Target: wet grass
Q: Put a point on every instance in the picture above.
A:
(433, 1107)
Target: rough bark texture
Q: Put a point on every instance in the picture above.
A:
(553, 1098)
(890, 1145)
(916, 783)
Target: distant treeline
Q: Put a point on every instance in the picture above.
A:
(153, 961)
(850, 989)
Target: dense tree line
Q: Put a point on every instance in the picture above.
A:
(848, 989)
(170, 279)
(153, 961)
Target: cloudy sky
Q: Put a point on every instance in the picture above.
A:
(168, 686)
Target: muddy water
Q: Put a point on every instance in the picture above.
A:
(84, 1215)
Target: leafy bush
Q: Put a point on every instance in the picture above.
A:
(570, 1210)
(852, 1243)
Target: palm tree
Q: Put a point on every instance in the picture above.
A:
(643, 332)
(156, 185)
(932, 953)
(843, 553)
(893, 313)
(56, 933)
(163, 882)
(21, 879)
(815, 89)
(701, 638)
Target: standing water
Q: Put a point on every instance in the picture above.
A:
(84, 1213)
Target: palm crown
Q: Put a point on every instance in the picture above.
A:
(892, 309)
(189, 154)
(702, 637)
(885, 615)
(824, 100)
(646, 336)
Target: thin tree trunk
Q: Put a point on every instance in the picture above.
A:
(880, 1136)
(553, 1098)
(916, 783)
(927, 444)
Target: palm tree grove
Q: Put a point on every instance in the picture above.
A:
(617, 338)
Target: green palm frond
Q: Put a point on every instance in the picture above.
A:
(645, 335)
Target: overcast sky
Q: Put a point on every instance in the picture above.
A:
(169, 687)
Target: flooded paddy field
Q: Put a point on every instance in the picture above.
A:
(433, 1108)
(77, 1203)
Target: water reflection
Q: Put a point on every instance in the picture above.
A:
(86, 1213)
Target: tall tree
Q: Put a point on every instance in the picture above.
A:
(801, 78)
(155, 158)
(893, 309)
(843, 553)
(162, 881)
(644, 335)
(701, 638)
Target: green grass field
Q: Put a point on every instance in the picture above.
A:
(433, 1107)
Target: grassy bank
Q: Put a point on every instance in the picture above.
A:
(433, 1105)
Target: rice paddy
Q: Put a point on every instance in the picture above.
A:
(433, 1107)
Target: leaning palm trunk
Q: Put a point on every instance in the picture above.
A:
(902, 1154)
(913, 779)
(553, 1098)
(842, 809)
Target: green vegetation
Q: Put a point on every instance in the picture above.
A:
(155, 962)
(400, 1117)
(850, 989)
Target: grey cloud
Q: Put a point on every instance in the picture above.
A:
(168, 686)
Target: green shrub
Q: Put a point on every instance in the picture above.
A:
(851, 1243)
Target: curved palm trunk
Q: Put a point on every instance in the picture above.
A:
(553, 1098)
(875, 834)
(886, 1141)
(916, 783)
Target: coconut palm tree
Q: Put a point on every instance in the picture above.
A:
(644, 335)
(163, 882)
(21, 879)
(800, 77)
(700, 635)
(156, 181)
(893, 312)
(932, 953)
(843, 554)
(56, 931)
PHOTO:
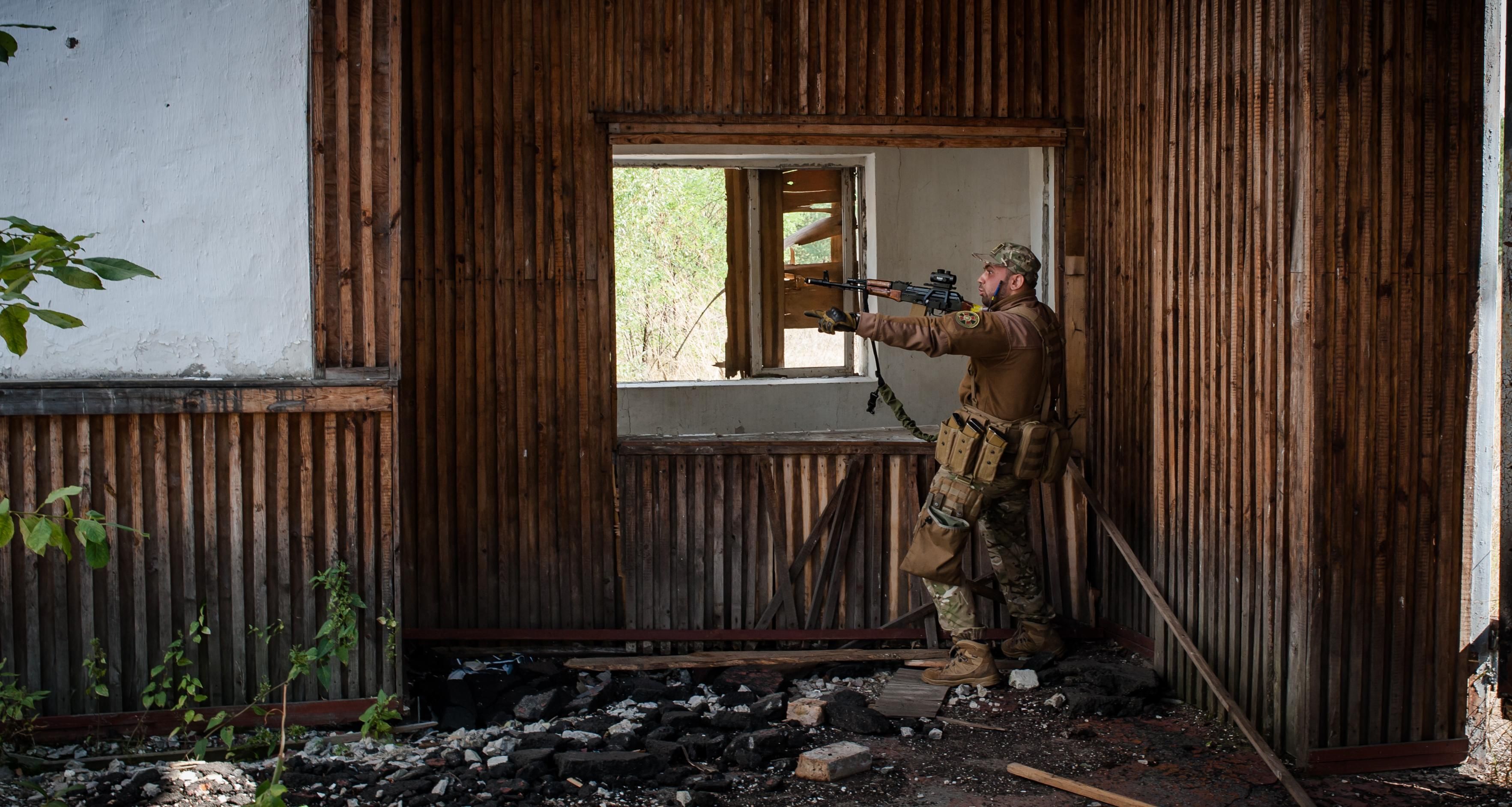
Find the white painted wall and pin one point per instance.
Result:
(932, 209)
(176, 129)
(1487, 474)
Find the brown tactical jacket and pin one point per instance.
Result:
(1007, 359)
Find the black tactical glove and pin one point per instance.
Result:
(835, 320)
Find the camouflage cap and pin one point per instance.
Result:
(1013, 256)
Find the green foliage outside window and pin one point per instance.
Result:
(669, 272)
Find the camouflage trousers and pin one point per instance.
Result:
(1006, 532)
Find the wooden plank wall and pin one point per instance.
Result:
(1281, 254)
(242, 510)
(507, 401)
(710, 528)
(356, 180)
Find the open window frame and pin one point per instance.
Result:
(750, 359)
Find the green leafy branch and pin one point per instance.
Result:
(17, 708)
(338, 637)
(379, 718)
(29, 251)
(43, 529)
(335, 641)
(183, 688)
(8, 45)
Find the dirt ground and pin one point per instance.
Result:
(1171, 755)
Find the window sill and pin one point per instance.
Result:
(758, 381)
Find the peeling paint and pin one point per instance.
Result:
(176, 131)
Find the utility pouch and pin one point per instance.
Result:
(964, 454)
(1033, 451)
(992, 449)
(1058, 452)
(947, 440)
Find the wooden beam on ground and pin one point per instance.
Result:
(1180, 632)
(1071, 786)
(666, 635)
(756, 658)
(162, 721)
(54, 401)
(906, 696)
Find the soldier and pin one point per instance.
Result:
(1015, 348)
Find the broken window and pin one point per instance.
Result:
(711, 266)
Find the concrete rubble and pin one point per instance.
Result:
(539, 733)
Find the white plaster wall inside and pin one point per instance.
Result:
(176, 131)
(930, 209)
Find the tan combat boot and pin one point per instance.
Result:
(970, 663)
(1033, 638)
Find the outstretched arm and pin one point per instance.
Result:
(965, 333)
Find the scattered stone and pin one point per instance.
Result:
(1039, 661)
(834, 762)
(702, 747)
(807, 712)
(590, 699)
(625, 741)
(540, 740)
(540, 706)
(850, 670)
(858, 720)
(1091, 702)
(770, 708)
(679, 718)
(753, 750)
(1115, 679)
(762, 681)
(667, 752)
(501, 747)
(1023, 679)
(847, 697)
(646, 690)
(596, 765)
(734, 721)
(531, 755)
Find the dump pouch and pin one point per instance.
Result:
(942, 529)
(936, 549)
(1033, 451)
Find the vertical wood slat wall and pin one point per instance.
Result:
(507, 401)
(701, 549)
(356, 180)
(1283, 233)
(242, 510)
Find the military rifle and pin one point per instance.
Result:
(938, 298)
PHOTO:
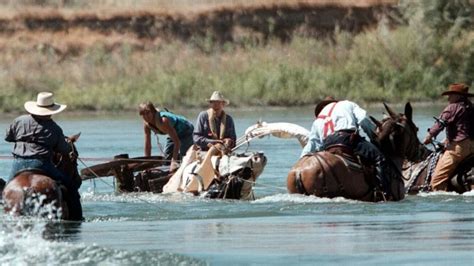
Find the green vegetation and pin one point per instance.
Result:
(413, 62)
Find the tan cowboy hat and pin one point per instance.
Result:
(44, 105)
(458, 88)
(218, 97)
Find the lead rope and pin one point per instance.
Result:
(97, 176)
(432, 165)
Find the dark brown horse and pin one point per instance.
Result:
(418, 174)
(327, 174)
(31, 192)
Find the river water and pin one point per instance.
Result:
(276, 228)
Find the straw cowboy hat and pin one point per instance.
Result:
(218, 97)
(44, 105)
(458, 88)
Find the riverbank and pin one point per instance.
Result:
(413, 61)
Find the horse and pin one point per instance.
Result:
(418, 173)
(335, 174)
(218, 173)
(31, 192)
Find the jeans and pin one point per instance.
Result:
(368, 151)
(72, 199)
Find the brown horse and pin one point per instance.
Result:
(328, 174)
(31, 192)
(418, 174)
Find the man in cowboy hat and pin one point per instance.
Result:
(456, 118)
(214, 125)
(36, 136)
(338, 122)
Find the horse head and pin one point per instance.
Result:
(397, 135)
(67, 163)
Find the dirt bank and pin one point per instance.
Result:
(256, 24)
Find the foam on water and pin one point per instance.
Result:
(298, 198)
(29, 241)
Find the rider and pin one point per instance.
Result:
(337, 122)
(214, 125)
(177, 127)
(37, 137)
(455, 118)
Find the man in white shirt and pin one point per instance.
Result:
(338, 122)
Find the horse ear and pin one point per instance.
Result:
(376, 122)
(75, 137)
(409, 111)
(390, 111)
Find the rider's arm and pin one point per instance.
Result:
(314, 141)
(147, 144)
(167, 128)
(200, 131)
(10, 135)
(230, 129)
(61, 145)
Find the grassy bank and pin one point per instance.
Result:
(412, 62)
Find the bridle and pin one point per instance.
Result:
(401, 127)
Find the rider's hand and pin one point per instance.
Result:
(428, 139)
(173, 165)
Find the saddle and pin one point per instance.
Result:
(352, 161)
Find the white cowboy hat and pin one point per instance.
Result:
(218, 97)
(44, 105)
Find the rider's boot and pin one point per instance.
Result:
(383, 178)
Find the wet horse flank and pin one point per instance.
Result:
(328, 174)
(32, 192)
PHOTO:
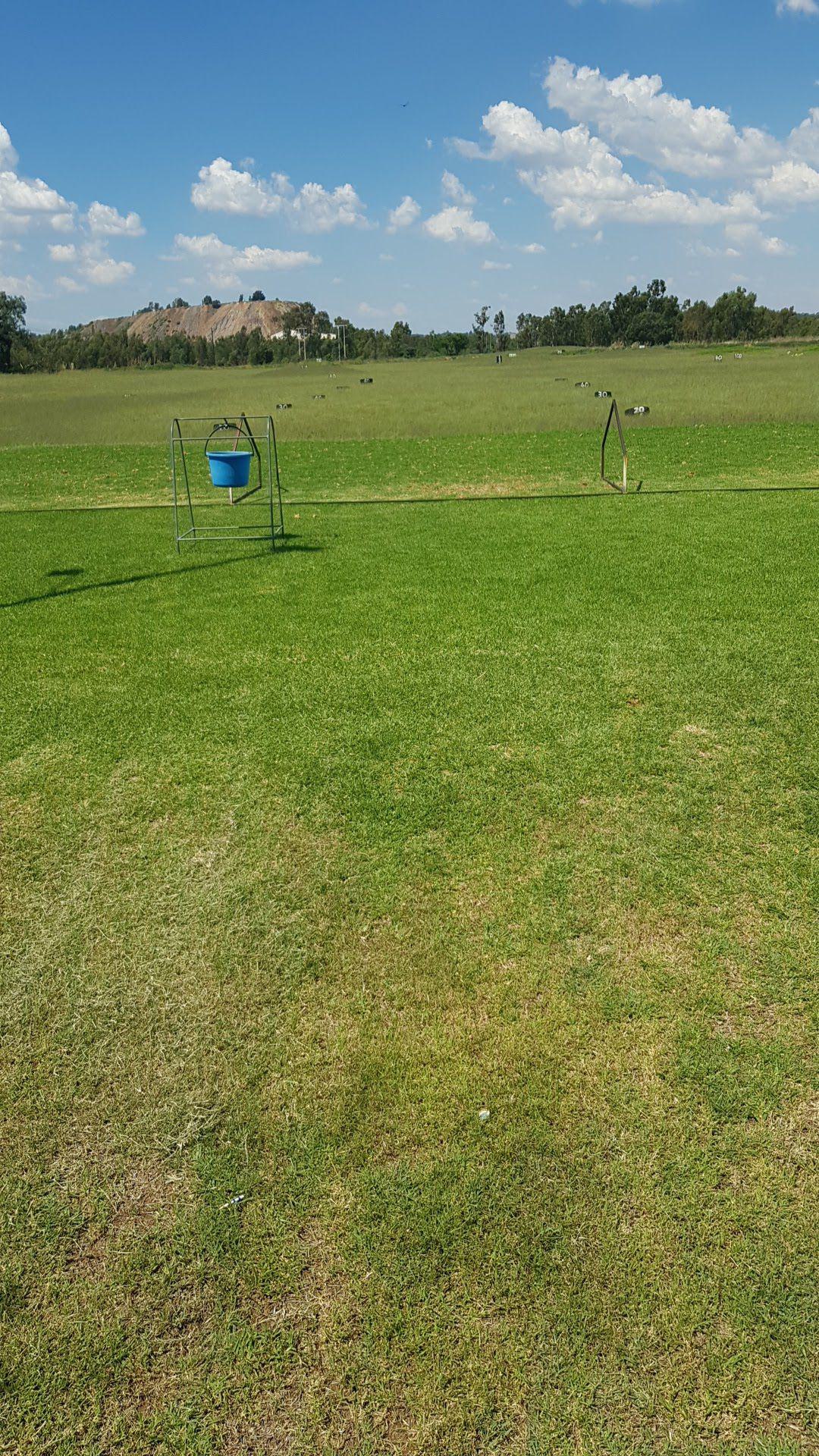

The problem: Which lines in the entries above contain the word "grassy"? Copy out each of those lines in full.

Output for this task:
Target: grassy bank
Find the grassy bank and pin one point per instance.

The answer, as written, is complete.